That it appeared early in the war made the message more believable, probably to the artist as much as to her audience. Thousands of Australian recruits unwittingly colluded in this propaganda exercise by sending home postcards and photographs from Egypt, frequently with themselves and their 'Hale and Hearty’ mates posed with pyramid, Sphinx and camel en route to France. Such symbols of Egypt alone signified duty done. Dawkins does not entirely dispense with the military presence but her line of distant silhouetted marchers are an attractive compositional device, no more realistic or militaristic than comparable pre-war silhouettes by Blamire Young or the influential English 'Beggarstaff Brothers’ (William Nicholson and James Pryde).
As a member of the South Australian Society of Arts (SASA), Dawkins exhibited in the Society’s annual exhibitions in 1916-18, showing (inter alia) Orient in1916, Ballet Costume Designs and Head of Old Man in 1917 and Theatrical Costume in 1918, which suggest she may also have been designing for the theatre at the time. She certainly designed the program (with an allegorical woman on the cover) for a SASA Patriotic Evening held on 3 July 1917, which included banjo duets, recitations, papers, a dramatic sketch and the judging of an Exhibition of Pictures (listed) by Art Club members (the artists are unnamed but presumably included Dawkins).
Dawkins’ illustrative work for the Adelaide magazine Shopping : The Australian Housewife’s Monthly Newspaper , published July-December 1918, includes a page of witty cartoons parodying the current theatrical production of the Bing Boys. She drew art nouveauish illustrations for each segment of the publication, including 'Miss Vanity’s Page’, 'The Garden of Beauty & Usefulness’, 'Poultry Notes’ and 'Who’s Who & What’s Doing’. In 1918 she also designed two covers, a Japonaise image of a woman peeping over her fan with a cherry blossom branch behind her for September and a smart girl-about-town twirling a striped umbrella in her hands for November.

*Record list*:
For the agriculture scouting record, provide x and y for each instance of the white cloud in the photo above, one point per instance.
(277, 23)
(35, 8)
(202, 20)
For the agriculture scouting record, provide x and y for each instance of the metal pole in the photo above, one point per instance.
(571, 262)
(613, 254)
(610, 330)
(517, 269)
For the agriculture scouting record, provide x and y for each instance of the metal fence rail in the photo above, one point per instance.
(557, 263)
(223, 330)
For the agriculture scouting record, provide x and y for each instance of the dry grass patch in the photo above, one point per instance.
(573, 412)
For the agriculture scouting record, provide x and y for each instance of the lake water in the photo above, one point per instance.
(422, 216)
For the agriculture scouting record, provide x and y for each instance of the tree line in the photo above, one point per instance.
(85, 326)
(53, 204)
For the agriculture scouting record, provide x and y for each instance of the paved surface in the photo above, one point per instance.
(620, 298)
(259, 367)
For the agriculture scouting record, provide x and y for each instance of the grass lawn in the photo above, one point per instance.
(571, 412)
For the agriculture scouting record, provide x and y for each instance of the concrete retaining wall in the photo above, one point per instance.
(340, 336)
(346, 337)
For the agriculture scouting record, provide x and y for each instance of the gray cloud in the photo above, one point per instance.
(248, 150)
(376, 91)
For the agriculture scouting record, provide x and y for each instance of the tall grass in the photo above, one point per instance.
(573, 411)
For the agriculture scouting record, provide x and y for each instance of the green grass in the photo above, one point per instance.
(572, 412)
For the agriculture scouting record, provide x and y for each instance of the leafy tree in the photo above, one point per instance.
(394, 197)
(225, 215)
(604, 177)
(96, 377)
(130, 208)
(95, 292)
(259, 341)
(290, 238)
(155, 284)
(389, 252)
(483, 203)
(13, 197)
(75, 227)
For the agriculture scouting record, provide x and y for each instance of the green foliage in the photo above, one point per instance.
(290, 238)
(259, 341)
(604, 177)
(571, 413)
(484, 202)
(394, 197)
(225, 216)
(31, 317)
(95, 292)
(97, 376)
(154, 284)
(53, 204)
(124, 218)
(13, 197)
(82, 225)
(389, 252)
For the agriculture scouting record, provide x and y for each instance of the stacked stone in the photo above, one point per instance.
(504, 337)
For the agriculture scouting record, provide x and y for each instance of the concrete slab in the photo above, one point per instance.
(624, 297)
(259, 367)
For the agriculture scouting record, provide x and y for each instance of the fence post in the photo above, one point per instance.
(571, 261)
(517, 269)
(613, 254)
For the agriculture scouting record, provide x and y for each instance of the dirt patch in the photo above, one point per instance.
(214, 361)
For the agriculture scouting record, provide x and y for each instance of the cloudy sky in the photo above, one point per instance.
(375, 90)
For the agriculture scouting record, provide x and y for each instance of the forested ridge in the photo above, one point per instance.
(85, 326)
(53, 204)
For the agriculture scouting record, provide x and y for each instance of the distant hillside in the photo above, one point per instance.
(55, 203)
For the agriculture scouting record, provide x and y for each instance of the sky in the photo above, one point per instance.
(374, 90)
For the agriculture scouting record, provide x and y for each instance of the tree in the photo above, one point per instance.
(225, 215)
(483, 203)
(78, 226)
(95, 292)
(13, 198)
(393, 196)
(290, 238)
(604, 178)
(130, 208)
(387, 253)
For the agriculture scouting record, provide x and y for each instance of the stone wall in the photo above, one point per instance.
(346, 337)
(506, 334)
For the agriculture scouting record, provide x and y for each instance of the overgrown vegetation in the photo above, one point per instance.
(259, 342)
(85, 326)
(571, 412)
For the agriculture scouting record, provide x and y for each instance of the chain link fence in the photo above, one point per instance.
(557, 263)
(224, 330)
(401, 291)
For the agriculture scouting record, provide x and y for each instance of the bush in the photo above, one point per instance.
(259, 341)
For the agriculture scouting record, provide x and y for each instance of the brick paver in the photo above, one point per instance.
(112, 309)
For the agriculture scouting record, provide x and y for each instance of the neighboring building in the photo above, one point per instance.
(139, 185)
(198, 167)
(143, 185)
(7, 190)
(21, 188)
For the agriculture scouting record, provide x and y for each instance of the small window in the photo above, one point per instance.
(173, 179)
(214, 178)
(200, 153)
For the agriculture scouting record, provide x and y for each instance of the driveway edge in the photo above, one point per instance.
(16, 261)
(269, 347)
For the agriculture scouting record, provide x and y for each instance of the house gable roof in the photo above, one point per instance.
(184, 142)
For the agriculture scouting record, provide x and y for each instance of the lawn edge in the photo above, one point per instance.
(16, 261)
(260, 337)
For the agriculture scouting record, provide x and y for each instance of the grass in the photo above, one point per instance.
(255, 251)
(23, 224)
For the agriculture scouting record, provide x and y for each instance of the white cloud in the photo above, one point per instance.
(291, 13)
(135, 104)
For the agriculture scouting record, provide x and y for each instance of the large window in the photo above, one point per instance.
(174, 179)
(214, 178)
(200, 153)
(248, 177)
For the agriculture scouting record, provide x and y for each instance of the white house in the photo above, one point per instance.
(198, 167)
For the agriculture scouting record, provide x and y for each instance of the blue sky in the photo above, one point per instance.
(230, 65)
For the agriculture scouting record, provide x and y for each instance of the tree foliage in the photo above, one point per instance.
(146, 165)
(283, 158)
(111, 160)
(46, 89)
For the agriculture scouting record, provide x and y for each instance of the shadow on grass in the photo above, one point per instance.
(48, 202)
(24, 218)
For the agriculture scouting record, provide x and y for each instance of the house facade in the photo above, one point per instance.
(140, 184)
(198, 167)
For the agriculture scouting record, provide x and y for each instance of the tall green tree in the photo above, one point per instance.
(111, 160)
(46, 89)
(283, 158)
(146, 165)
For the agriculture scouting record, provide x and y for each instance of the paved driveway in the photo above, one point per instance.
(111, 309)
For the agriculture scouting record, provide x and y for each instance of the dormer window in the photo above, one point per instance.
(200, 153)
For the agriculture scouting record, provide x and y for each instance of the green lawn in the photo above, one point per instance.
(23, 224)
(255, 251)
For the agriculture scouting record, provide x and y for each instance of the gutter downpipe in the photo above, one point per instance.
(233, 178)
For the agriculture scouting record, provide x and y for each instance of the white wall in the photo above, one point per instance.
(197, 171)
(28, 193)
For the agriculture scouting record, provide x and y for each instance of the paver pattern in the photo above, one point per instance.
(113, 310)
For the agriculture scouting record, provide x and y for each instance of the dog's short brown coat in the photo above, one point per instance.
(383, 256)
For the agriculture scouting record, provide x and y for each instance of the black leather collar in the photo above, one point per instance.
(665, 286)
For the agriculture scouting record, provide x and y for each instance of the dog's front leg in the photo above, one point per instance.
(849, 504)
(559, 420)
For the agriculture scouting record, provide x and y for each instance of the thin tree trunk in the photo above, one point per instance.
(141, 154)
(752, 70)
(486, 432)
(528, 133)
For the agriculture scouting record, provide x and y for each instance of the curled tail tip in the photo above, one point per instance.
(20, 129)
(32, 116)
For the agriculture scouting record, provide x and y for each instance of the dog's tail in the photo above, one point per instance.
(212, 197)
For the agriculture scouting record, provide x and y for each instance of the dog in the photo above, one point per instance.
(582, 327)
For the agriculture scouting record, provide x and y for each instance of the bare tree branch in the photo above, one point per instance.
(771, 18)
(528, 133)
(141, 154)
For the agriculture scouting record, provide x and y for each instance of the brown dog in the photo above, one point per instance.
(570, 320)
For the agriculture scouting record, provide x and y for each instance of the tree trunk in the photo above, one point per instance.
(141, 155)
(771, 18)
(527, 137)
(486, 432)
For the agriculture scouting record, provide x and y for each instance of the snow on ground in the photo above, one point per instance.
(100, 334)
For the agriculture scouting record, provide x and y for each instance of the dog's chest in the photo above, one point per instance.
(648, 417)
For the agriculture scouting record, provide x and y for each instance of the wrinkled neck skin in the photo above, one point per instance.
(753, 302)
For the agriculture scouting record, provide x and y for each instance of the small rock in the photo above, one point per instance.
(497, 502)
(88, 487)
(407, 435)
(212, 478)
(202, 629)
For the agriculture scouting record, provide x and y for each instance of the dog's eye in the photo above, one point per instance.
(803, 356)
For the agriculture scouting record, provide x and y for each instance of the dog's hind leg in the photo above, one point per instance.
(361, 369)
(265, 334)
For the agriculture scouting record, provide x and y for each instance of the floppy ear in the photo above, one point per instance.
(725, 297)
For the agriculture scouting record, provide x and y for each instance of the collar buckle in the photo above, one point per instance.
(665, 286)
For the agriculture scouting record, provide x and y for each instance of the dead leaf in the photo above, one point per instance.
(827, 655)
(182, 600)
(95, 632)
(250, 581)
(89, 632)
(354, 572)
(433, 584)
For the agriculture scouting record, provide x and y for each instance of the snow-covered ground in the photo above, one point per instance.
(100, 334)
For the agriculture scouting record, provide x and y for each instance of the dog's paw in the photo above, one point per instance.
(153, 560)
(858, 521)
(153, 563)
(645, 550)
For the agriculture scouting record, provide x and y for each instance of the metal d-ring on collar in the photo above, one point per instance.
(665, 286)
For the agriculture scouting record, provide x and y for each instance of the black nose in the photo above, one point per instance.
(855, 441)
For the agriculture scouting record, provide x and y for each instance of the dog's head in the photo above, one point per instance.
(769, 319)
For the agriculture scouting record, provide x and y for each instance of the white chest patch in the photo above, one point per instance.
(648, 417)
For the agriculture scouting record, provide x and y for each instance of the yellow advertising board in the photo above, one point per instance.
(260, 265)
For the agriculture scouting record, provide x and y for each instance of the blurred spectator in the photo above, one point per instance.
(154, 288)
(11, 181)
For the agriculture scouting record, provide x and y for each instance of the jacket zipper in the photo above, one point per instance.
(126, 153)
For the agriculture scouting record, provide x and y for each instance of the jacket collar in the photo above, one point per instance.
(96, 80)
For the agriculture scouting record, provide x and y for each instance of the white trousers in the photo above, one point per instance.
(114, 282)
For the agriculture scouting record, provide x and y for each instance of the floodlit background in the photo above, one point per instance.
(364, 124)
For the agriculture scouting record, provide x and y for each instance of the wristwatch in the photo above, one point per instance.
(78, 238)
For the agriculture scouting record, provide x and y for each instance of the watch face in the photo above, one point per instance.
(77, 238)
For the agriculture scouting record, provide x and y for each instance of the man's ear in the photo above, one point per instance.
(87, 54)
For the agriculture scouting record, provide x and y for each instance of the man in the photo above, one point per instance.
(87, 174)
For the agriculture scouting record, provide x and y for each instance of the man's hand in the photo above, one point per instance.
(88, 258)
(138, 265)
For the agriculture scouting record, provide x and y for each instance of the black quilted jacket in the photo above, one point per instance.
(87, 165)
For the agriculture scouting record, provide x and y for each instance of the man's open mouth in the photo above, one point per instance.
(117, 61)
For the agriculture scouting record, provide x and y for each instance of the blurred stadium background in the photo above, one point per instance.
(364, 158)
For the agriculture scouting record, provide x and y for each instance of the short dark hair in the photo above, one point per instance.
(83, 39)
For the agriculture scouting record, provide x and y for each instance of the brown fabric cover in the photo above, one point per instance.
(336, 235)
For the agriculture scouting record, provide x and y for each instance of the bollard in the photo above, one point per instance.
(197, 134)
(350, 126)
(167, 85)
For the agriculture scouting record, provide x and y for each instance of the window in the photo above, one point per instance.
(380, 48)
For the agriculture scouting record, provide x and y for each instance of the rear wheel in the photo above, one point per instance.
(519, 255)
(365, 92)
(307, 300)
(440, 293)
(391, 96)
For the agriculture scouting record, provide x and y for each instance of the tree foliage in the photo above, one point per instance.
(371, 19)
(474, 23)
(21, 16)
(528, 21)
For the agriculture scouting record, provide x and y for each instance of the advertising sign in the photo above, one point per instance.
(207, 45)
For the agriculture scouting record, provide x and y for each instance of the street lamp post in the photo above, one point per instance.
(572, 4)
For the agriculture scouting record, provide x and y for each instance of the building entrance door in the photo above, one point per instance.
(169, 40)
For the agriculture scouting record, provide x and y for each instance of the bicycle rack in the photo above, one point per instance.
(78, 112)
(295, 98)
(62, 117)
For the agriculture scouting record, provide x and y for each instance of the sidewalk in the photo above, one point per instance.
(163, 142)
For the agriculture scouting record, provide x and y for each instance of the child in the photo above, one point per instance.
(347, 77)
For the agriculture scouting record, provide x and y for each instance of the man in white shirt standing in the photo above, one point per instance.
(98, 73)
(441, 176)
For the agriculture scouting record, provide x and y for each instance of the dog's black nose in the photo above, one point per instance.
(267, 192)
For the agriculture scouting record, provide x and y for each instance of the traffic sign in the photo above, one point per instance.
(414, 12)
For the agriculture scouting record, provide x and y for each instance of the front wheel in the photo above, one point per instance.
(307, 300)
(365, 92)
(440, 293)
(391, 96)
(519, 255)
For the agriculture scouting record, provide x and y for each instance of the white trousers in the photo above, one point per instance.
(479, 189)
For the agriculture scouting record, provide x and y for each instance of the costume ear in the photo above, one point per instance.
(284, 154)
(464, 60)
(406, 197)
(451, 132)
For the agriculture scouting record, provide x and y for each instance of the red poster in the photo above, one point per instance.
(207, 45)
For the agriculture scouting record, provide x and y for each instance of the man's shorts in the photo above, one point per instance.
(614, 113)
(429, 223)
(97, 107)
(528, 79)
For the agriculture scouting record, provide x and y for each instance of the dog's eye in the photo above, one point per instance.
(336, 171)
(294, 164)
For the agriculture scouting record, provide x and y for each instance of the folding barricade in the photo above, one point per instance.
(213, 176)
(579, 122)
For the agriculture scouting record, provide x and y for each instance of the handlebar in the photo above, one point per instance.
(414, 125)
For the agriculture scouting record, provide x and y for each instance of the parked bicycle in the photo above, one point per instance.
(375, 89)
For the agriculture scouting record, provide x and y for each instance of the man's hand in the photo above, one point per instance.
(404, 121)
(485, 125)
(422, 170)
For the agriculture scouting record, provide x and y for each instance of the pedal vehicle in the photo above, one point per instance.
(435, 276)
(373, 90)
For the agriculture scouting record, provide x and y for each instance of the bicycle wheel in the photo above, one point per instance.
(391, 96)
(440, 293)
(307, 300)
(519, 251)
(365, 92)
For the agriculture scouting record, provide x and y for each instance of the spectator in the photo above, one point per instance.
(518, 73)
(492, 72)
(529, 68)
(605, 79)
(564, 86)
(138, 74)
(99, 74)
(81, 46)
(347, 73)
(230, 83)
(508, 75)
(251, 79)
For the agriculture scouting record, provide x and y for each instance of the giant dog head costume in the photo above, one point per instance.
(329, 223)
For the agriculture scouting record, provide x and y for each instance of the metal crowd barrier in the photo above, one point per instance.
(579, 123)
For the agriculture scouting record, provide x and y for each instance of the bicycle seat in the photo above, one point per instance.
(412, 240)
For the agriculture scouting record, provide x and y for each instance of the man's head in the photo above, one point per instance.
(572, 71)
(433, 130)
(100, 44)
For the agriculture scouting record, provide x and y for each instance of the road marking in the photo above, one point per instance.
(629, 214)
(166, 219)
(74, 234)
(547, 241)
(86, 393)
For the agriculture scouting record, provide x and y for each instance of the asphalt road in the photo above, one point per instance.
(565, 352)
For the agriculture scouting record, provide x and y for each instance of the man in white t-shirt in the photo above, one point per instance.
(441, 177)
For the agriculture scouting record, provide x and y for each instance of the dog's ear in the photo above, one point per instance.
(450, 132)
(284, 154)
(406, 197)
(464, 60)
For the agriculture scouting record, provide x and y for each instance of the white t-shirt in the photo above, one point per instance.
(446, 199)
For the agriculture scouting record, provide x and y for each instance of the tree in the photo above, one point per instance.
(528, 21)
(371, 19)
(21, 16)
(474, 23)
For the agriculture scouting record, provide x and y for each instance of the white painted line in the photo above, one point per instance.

*Exercise*:
Answer these questions using the text about Dawkins:
1. In which years did Dawkins show work in the South Australian Society of Arts annual exhibitions?
2. On what date was the SASA Patriotic Evening held?
3. What does the November cover that Dawkins designed in 1918 show?
The entries stand apart from the text about Dawkins and are not part of it.

*Solution for this problem*:
1. 1916-18
2. 3 July 1917
3. A smart girl-about-town twirling a striped umbrella in her hands